-- Start LISTING --

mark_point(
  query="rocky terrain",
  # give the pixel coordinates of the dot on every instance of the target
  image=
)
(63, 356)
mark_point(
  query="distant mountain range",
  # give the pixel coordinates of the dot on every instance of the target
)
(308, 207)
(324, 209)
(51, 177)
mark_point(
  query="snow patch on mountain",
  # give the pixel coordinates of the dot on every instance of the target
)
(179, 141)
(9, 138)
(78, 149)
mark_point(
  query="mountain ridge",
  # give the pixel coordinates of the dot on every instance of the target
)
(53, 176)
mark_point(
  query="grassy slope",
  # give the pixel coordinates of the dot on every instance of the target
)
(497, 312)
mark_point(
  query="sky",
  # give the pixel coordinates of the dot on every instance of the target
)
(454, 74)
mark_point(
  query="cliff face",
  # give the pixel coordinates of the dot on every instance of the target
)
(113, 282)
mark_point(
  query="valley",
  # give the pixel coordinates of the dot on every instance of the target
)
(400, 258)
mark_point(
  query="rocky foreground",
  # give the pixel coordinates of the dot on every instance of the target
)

-- End LISTING --
-- Start LISTING --

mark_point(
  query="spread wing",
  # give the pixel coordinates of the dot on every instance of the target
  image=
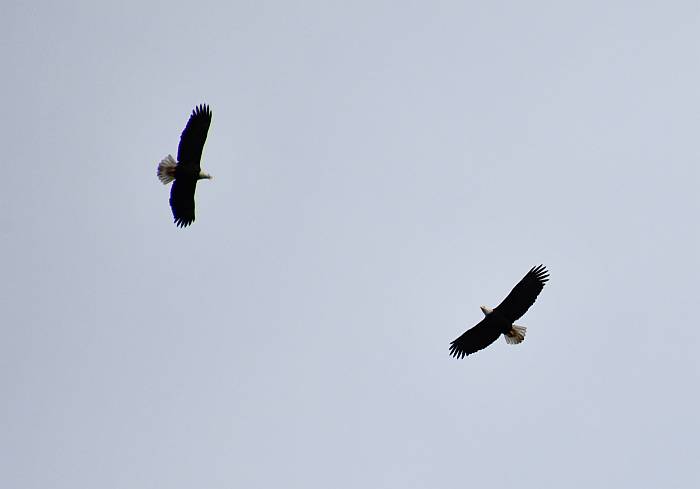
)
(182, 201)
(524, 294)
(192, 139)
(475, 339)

-- End LISTING --

* **TASK**
How many lines in the material above contain the string "mountain"? Give only the number.

* **TASK RESULT**
3